GEGEVEN TEKST:
- - -
Stem publiek miste in omroepdebat
Op 10 mei jl. vond in Hilversum een door de NVJ georganiseerd debat plaats tussen omroepmedewerkers en -directeuren. Centraal stond de vraag ‘hoe informeert de publieke omroep’, binnen de context van de aangekondigde bezuinigingen op de publieke omroep. Een nobele, eervolle en nastrevenswaardige onderneming. Precies het engagement zoals je dat verwacht binnen het domein van de publieke omroep. Maar, het publiek beoordeelt in de eerste plaats wat kwaliteit is. Durf als maker je publiek uit te nodigen!, vindt adviseur nieuwe media Ouke Arts.
Het bleek vanuit het door de NVJ gekozen vertrekpunt echter buitengewoon verleidelijk om vooral met elkaar te praten over wat kwaliteit is en hoe deze te verbeteren. Om te discussiëren in hoeverre nieuws profilering behoeft. En om te ageren tegen omroepdirecteuren die pakken dragen en dassen strikken. Daar maakten de aanwezige journalisten een fatale vergissing. Zij vergaten heel even dat informatie een zender en een ontvanger heeft. Zij vergaten heel even dat kwaliteit ontstaat in de relatie tussen die zender en die ontvanger. En zij vergaten heel even dat het publiek via zijn politieke keuze allang (indirecte) uitspraken heeft gedaan over die kwaliteit. Deze uitspraken verdienen nader onderzoek: een taak bij uitstek voor de journalist.
- - -
[Opgeslagen items]
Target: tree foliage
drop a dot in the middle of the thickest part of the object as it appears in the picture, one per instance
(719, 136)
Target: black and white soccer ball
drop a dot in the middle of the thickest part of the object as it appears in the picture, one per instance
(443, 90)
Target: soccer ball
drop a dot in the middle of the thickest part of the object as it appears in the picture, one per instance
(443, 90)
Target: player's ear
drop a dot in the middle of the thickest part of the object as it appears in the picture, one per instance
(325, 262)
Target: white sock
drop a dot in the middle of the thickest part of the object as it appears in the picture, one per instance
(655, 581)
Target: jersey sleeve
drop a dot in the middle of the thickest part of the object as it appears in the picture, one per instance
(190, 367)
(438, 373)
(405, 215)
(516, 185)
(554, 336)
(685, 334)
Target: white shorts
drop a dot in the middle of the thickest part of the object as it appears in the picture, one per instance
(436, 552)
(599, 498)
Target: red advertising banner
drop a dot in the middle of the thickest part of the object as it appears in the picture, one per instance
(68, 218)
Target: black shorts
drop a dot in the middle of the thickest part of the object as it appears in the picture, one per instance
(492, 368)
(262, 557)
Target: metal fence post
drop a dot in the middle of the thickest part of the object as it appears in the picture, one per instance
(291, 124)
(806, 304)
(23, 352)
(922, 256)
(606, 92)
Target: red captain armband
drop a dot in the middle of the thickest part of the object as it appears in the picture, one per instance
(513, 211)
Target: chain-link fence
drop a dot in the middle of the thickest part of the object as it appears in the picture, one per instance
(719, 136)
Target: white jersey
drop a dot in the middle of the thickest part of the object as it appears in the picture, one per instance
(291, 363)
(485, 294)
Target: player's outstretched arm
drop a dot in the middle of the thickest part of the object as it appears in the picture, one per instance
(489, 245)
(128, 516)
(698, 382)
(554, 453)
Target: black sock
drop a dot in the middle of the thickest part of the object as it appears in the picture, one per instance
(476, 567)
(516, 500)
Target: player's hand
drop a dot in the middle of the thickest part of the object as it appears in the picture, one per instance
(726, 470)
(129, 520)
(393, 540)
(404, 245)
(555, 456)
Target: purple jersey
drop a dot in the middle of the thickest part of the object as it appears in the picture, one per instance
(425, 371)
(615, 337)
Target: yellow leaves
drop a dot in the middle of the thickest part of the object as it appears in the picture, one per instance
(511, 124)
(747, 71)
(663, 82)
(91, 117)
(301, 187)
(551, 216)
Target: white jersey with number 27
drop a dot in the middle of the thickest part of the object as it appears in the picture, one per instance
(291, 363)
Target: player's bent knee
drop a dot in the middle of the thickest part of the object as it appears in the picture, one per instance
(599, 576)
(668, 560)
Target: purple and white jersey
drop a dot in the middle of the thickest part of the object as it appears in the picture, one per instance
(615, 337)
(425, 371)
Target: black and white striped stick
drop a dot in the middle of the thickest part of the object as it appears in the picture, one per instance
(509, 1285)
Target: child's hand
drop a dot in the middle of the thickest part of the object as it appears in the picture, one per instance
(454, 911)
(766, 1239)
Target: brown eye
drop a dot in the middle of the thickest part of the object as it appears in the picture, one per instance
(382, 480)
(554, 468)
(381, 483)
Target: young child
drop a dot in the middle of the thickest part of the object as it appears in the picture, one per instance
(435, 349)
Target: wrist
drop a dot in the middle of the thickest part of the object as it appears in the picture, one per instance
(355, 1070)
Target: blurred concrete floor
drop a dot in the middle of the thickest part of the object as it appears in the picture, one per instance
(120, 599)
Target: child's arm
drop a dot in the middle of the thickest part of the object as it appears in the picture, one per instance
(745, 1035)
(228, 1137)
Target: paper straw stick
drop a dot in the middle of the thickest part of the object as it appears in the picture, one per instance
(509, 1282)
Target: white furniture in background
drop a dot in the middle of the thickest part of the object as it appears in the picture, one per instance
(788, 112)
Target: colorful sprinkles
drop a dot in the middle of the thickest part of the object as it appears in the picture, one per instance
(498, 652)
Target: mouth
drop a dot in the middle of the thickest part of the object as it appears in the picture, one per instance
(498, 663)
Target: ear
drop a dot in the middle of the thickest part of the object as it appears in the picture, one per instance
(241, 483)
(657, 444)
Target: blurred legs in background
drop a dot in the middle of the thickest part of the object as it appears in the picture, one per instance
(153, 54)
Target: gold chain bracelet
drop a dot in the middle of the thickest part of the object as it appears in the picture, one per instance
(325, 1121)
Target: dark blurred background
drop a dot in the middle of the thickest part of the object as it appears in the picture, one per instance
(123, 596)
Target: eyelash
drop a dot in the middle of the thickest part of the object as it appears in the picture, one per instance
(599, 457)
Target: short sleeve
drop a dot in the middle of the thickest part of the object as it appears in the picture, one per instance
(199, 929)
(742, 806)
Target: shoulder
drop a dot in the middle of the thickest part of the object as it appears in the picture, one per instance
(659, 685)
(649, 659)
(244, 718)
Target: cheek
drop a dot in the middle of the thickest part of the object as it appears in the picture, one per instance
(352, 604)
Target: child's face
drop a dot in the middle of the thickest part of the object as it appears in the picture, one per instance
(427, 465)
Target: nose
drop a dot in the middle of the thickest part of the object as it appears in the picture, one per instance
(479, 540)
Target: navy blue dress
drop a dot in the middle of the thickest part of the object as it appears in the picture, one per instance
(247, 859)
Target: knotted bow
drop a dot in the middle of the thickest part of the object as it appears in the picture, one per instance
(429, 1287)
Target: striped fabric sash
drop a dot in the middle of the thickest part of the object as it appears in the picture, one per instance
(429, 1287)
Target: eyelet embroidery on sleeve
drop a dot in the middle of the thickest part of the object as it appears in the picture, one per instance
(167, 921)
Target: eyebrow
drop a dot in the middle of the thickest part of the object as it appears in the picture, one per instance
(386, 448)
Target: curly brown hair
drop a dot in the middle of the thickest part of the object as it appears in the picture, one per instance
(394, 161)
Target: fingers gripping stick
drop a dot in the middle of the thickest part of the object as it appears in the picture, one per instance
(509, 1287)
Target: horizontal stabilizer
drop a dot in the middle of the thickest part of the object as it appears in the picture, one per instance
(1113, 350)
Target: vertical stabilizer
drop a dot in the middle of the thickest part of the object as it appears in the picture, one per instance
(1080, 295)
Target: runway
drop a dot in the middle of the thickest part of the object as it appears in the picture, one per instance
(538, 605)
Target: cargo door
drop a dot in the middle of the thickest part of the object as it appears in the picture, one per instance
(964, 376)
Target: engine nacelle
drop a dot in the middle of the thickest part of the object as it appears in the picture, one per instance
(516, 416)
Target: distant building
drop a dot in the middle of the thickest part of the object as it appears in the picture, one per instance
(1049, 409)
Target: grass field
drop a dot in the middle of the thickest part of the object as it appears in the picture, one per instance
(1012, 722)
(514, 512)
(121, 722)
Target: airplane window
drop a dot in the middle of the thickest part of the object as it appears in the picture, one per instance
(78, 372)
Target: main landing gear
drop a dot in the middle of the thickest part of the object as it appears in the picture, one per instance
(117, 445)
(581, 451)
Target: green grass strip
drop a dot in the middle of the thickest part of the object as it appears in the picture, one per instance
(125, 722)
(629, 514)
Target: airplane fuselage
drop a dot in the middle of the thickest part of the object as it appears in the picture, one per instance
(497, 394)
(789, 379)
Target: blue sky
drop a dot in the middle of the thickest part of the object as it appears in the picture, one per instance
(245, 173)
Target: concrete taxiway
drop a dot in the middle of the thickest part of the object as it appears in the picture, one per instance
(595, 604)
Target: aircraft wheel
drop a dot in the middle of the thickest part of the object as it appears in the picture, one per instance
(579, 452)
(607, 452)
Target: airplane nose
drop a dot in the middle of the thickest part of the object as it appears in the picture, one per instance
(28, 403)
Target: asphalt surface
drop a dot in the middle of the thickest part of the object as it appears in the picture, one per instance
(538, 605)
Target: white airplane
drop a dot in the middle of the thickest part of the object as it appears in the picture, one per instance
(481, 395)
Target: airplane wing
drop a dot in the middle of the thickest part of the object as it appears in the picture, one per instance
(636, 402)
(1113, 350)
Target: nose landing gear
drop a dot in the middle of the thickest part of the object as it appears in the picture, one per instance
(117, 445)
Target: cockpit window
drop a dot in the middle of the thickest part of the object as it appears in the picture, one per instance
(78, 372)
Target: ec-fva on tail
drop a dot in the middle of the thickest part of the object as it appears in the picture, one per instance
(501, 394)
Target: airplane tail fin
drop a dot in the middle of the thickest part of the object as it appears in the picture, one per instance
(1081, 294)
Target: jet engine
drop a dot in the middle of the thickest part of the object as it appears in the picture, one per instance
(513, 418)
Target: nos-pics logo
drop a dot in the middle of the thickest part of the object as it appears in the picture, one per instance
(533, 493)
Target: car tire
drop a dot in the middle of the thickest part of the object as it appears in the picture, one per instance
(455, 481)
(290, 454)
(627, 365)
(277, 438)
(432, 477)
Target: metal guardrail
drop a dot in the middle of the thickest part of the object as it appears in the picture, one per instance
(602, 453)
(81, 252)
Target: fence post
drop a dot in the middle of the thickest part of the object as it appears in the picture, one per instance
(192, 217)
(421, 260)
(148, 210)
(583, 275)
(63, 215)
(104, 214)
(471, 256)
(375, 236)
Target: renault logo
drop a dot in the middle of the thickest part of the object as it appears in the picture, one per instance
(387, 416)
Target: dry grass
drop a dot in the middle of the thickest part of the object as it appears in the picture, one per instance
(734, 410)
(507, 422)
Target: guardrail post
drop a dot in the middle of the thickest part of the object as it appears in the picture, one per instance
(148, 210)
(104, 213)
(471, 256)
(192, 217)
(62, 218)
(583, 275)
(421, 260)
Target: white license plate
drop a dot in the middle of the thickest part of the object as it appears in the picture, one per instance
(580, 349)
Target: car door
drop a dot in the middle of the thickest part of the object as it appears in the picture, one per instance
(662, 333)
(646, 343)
- - -
LIJST MET OPDRACHTEN:
1/ Geef alstublieft bij elke bewering aan of die overeenkomt met de tekst over het omroepdebat. Antwoord met ja of nee en citeer letterlijk de woorden uit die tekst die de doorslag geven.
(a) Het debat werd in Hilversum gehouden.
(b) De omroepdirecteuren organiseerden het debat.
(c) Volgens de tekst vergaten de journalisten dat kwaliteit ontstaat in de relatie tussen zender en ontvanger.
2/ Geef een vervolg op de tekst over het omroepdebat dat aansluit op de laatste zin.

GENUMMERDE ANTWOORDEN:
1/
(a) Ja: "Op 10 mei jl. vond in Hilversum een door de NVJ georganiseerd debat plaats"
(b) Nee: "een door de NVJ georganiseerd debat"
(c) Ja: "Zij vergaten heel even dat kwaliteit ontstaat in de relatie tussen die zender en die ontvanger."

2/
Mijn boodschap is daarom: wat kwaliteit is wordt in de eerste plaats beoordeeld door het publiek (en niet door de journalist). Durf dit publiek daarom toe te laten in het eigen debat. Maak de argumenten en afwegingen voor het publiek transparant en biedt de mogelijkheid hierin te participeren. Geen van de aanwezige omroepmedewerkers deed tijdens het debat de suggestie het publiek te raadplegen over de centrale vraag. Geen van de aanwezige omroepmedewerkers deed een voorstel om de miljoenen leden van ledengebonden omroepen te betrekken. Geen van de aanwezige omroepmedewerkers wist door de muren van Beeld en Geluid door te breken.
En dat vind ik zonde. Het publiek is met de introductie van interactieve elementen in mediaproducties zeer goed in staat gebleken zijn of haar stem te laten horen. Zeker, vooral wanneer het gaat over entertainment maar vlak politiek (meedoen aan een poll), geschiedenis (samenstellen van een canon) en onderzoeksjournalistiek (helpen analyseren van grote hoeveelheden data door het publiek) niet uit. Het succes van nieuwe mediavormen is mede gebaseerd op deze interactie en participatie. De rol van journalist die deze inbreng weet te duiden en te doorgronden is onveranderd belangrijk. Durf als maker je publiek uit te nodigen en wie weet wat interactie en participatie opleveren voor efficiëntie, bereik en gepercipieerde kwaliteit.
Ouke Arts (32) werkt voor strategisch adviesbureau Thaesis. Hij adviseert directeuren en bestuurders over de impact van nieuwe media, informatie en technologie op de strategie en het businessmodel van hun organisatie.
Praat mee
2 reacties
ad zonneveld, 14 mei 2011, 10:58
Kop is anglicisme, ontbreekt is goed Nederlands!!
Ouke Pieter Arts, 19 mei 2011, 14:08
Geachte heer Schaepman,
in de eerste plaats dank voor uw reactie, ik heb er met interesse kennis van genomen.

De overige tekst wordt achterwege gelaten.